▶ [TASK REQUIREMENTS]:
Your task is to transcribe all of the records exactly and leave out the pictures.

[Saved entries]
☆ ☆ ☆ ☆

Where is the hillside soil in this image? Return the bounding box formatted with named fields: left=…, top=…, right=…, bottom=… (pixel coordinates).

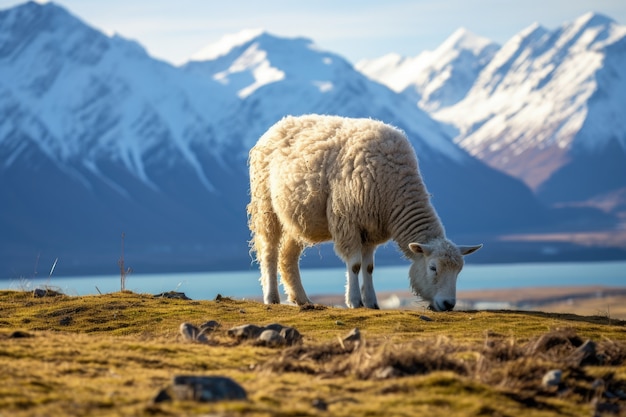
left=1, top=290, right=625, bottom=416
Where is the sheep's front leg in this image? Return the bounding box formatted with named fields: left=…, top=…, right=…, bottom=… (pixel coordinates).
left=345, top=255, right=364, bottom=308
left=360, top=245, right=379, bottom=309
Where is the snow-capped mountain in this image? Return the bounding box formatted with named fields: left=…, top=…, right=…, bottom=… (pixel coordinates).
left=358, top=13, right=626, bottom=218
left=435, top=13, right=626, bottom=200
left=184, top=29, right=465, bottom=160
left=0, top=2, right=251, bottom=276
left=0, top=2, right=617, bottom=277
left=0, top=1, right=241, bottom=191
left=184, top=29, right=570, bottom=235
left=356, top=28, right=499, bottom=112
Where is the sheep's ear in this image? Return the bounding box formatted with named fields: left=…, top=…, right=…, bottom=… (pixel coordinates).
left=458, top=244, right=482, bottom=256
left=408, top=243, right=433, bottom=256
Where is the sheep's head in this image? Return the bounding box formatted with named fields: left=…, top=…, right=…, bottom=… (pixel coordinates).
left=408, top=239, right=482, bottom=311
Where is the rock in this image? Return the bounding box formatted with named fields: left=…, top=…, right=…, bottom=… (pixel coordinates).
left=180, top=322, right=207, bottom=343
left=257, top=329, right=285, bottom=346
left=541, top=369, right=562, bottom=388
left=9, top=330, right=33, bottom=338
left=227, top=323, right=302, bottom=346
left=154, top=291, right=191, bottom=300
left=59, top=316, right=72, bottom=326
left=419, top=315, right=433, bottom=322
left=180, top=322, right=199, bottom=341
left=154, top=375, right=247, bottom=403
left=33, top=288, right=47, bottom=298
left=228, top=324, right=265, bottom=340
left=199, top=320, right=220, bottom=332
left=264, top=323, right=285, bottom=332
left=280, top=326, right=302, bottom=345
left=312, top=398, right=328, bottom=411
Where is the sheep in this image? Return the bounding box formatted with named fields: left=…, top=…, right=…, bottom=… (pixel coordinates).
left=247, top=114, right=482, bottom=311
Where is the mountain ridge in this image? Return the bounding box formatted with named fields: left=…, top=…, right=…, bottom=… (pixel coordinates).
left=0, top=2, right=621, bottom=278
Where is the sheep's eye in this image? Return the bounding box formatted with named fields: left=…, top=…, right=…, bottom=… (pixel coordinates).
left=429, top=265, right=437, bottom=273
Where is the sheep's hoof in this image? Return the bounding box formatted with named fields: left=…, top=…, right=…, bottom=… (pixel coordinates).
left=347, top=300, right=364, bottom=308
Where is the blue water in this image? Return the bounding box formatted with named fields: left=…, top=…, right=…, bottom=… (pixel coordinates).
left=4, top=261, right=625, bottom=300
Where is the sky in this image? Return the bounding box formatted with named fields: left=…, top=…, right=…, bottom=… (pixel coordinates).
left=1, top=0, right=626, bottom=66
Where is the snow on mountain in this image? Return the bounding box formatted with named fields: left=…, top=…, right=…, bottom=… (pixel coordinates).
left=184, top=30, right=466, bottom=161
left=434, top=13, right=626, bottom=196
left=0, top=1, right=238, bottom=193
left=356, top=28, right=499, bottom=112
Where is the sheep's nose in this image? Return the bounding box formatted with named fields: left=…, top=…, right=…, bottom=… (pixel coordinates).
left=441, top=299, right=456, bottom=311
left=429, top=298, right=456, bottom=311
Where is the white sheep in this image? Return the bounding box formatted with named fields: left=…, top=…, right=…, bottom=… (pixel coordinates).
left=247, top=114, right=481, bottom=311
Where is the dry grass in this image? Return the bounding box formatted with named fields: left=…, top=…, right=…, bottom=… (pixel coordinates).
left=1, top=290, right=625, bottom=416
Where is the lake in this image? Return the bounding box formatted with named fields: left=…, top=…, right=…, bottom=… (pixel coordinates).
left=3, top=260, right=625, bottom=300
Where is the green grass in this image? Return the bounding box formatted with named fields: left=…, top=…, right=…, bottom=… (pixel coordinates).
left=0, top=290, right=624, bottom=416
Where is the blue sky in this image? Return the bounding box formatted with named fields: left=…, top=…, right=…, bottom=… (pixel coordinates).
left=1, top=0, right=625, bottom=65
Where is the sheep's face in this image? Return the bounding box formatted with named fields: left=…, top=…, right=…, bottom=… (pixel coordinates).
left=408, top=239, right=482, bottom=311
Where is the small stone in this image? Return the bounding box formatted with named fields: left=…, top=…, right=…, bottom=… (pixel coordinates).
left=59, top=316, right=72, bottom=326
left=257, top=329, right=285, bottom=346
left=541, top=369, right=562, bottom=388
left=343, top=327, right=361, bottom=343
left=33, top=288, right=47, bottom=298
left=419, top=315, right=433, bottom=321
left=280, top=326, right=302, bottom=345
left=162, top=375, right=247, bottom=402
left=180, top=323, right=200, bottom=341
left=335, top=320, right=345, bottom=326
left=264, top=323, right=285, bottom=332
left=9, top=330, right=33, bottom=338
left=199, top=320, right=220, bottom=332
left=312, top=398, right=328, bottom=411
left=228, top=324, right=265, bottom=340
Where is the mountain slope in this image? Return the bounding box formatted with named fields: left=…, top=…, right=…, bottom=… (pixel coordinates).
left=356, top=28, right=499, bottom=112
left=433, top=13, right=626, bottom=206
left=0, top=2, right=251, bottom=276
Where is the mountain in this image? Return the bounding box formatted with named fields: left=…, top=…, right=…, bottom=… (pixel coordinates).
left=183, top=29, right=579, bottom=237
left=0, top=3, right=617, bottom=278
left=435, top=13, right=626, bottom=194
left=356, top=28, right=499, bottom=112
left=0, top=1, right=251, bottom=276
left=358, top=13, right=626, bottom=222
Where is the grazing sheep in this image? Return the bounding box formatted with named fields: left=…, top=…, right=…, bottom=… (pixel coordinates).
left=247, top=115, right=481, bottom=311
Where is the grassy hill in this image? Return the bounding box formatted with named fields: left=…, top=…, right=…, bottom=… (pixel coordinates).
left=1, top=290, right=625, bottom=416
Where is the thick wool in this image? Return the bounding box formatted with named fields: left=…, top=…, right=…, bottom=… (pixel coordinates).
left=247, top=115, right=481, bottom=310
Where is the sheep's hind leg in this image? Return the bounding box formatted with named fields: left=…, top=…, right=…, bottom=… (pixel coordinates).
left=256, top=233, right=280, bottom=304
left=252, top=209, right=281, bottom=304
left=360, top=245, right=379, bottom=309
left=278, top=237, right=311, bottom=305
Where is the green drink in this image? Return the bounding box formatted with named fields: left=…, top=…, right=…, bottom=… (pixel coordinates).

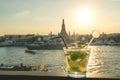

☆ ☆ ☆ ☆

▶ [EXPECTED ANSWER]:
Where is the hillside soil in this image? Return the bounding box formatted with named fields: left=…, top=…, right=…, bottom=… (pixel coordinates).

left=1, top=290, right=625, bottom=416
Where is the sheep's front leg in this image? Return the bounding box formatted with named fields: left=…, top=…, right=…, bottom=… (pixel coordinates).
left=345, top=255, right=364, bottom=308
left=360, top=245, right=379, bottom=309
Where is the snow-capped mountain in this image? Return the bounding box formatted with named fields: left=…, top=…, right=…, bottom=… (pixel coordinates).
left=358, top=13, right=626, bottom=218
left=435, top=13, right=626, bottom=200
left=184, top=29, right=465, bottom=160
left=0, top=2, right=251, bottom=276
left=0, top=2, right=617, bottom=277
left=0, top=1, right=241, bottom=191
left=184, top=29, right=570, bottom=235
left=356, top=28, right=499, bottom=112
Where is the sheep's ear in this image? Return the bounding box formatted with named fields: left=…, top=…, right=…, bottom=… (pixel coordinates).
left=458, top=244, right=482, bottom=256
left=408, top=243, right=433, bottom=256
Where is the sheep's head in this image? Return the bounding box formatted with named fields: left=…, top=…, right=…, bottom=… (pixel coordinates).
left=408, top=239, right=482, bottom=311
Where is the rock in this image? Return the bounding box formatted with named fields: left=…, top=…, right=…, bottom=… (pixel coordinates).
left=180, top=322, right=207, bottom=343
left=257, top=329, right=285, bottom=346
left=541, top=369, right=562, bottom=388
left=9, top=330, right=33, bottom=338
left=227, top=323, right=302, bottom=346
left=154, top=291, right=191, bottom=300
left=59, top=316, right=72, bottom=326
left=419, top=315, right=433, bottom=322
left=180, top=322, right=199, bottom=341
left=154, top=375, right=247, bottom=403
left=33, top=288, right=47, bottom=298
left=228, top=324, right=265, bottom=340
left=199, top=320, right=220, bottom=332
left=264, top=323, right=285, bottom=332
left=280, top=326, right=302, bottom=345
left=312, top=398, right=328, bottom=411
Where is the sheep in this image? Return the bounding box formatted with named fields: left=…, top=…, right=…, bottom=… (pixel coordinates).
left=247, top=114, right=482, bottom=311
Where is the mountain ridge in this image? Return the bounding box formatted with named fields: left=…, top=…, right=…, bottom=… (pixel coordinates).
left=0, top=2, right=621, bottom=278
Where is the sheep's eye in this image? Return the bounding box formatted with named fields: left=…, top=…, right=…, bottom=… (pixel coordinates).
left=429, top=265, right=437, bottom=273
Where is the sheep's hoof in this image? Return the bounding box formatted with named fields: left=…, top=…, right=…, bottom=… (pixel coordinates).
left=347, top=300, right=364, bottom=308
Where is the blue water in this image? Return the bounding box formatted with named fields: left=…, top=…, right=…, bottom=… (pixel coordinates).
left=4, top=261, right=625, bottom=300
Where is the sky in this image? Return the bounding box formatted with named fields: left=…, top=…, right=…, bottom=… (pixel coordinates).
left=1, top=0, right=626, bottom=66
Where is the snow on mountain in this image? Return the bounding box formatted with named fields: left=…, top=…, right=…, bottom=… (pixel coordinates).
left=184, top=30, right=466, bottom=161
left=434, top=13, right=626, bottom=196
left=0, top=1, right=238, bottom=193
left=356, top=28, right=499, bottom=112
Where is the sheep's nose in this image? Return the bounding box formatted with named fields: left=…, top=…, right=…, bottom=… (pixel coordinates).
left=441, top=299, right=456, bottom=311
left=429, top=298, right=456, bottom=311
Where is the white sheep in this image? Return the bounding box formatted with named fields: left=…, top=…, right=…, bottom=… (pixel coordinates).
left=247, top=114, right=481, bottom=311
Where is the dry grass in this image? Return the bounding box formatted with named fields: left=…, top=…, right=…, bottom=… (pixel coordinates).
left=1, top=290, right=625, bottom=416
Where is the lake in this image? Return the bounding box formatted with named fields: left=…, top=…, right=…, bottom=… (pixel coordinates).
left=3, top=260, right=625, bottom=300
Where is the green grass in this image? Return the bounding box formatted with named fields: left=…, top=…, right=…, bottom=… (pixel coordinates).
left=0, top=290, right=624, bottom=416
Where is the blue sky in this image? Return the bounding box formatted with named fields: left=…, top=…, right=…, bottom=… (pixel coordinates).
left=1, top=0, right=625, bottom=65
Where is the sheep's face in this image? Return the bounding box formatted with named fields: left=…, top=…, right=…, bottom=… (pixel coordinates).
left=408, top=239, right=482, bottom=311
Where is the small stone in this image? Return the bounding box formatted with named fields: left=…, top=…, right=…, bottom=… (pixel coordinates).
left=59, top=316, right=72, bottom=326
left=257, top=329, right=285, bottom=346
left=541, top=369, right=562, bottom=388
left=343, top=327, right=361, bottom=343
left=33, top=288, right=47, bottom=298
left=419, top=315, right=433, bottom=321
left=280, top=326, right=302, bottom=345
left=162, top=375, right=247, bottom=402
left=180, top=323, right=200, bottom=341
left=335, top=320, right=345, bottom=326
left=264, top=323, right=285, bottom=332
left=9, top=330, right=33, bottom=338
left=199, top=320, right=220, bottom=332
left=312, top=398, right=328, bottom=411
left=228, top=324, right=265, bottom=340
Where is the mountain slope in this image? Return the bounding box formatted with named fields: left=…, top=…, right=…, bottom=… (pixel coordinates).
left=356, top=28, right=499, bottom=112
left=433, top=13, right=626, bottom=206
left=0, top=2, right=251, bottom=276
Where is the mountain in this image? Return the bounding box formatted with named fields: left=…, top=…, right=…, bottom=… (pixel coordinates).
left=183, top=29, right=579, bottom=237
left=0, top=3, right=617, bottom=278
left=435, top=13, right=626, bottom=194
left=356, top=28, right=499, bottom=112
left=0, top=1, right=251, bottom=276
left=358, top=13, right=626, bottom=222
Where is the grazing sheep in this image? Return the bounding box formatted with named fields: left=…, top=…, right=…, bottom=… (pixel coordinates).
left=247, top=115, right=481, bottom=311
Where is the grassy hill in this image? Return the bounding box formatted with named fields: left=…, top=…, right=…, bottom=… (pixel coordinates).
left=1, top=290, right=625, bottom=416
Where is the thick wool in this image? Return the bounding box formatted with named fields: left=…, top=…, right=…, bottom=… (pixel coordinates).
left=247, top=115, right=481, bottom=310
Where is the sheep's hind leg in this image? Return the bounding box formatted with named fields: left=…, top=…, right=…, bottom=… (pixel coordinates).
left=256, top=233, right=280, bottom=304
left=252, top=209, right=281, bottom=304
left=360, top=245, right=379, bottom=309
left=278, top=237, right=311, bottom=305
Where is the green drink in this image? Return the bounding box formatted with named fields: left=…, top=…, right=…, bottom=… (pixel coordinates).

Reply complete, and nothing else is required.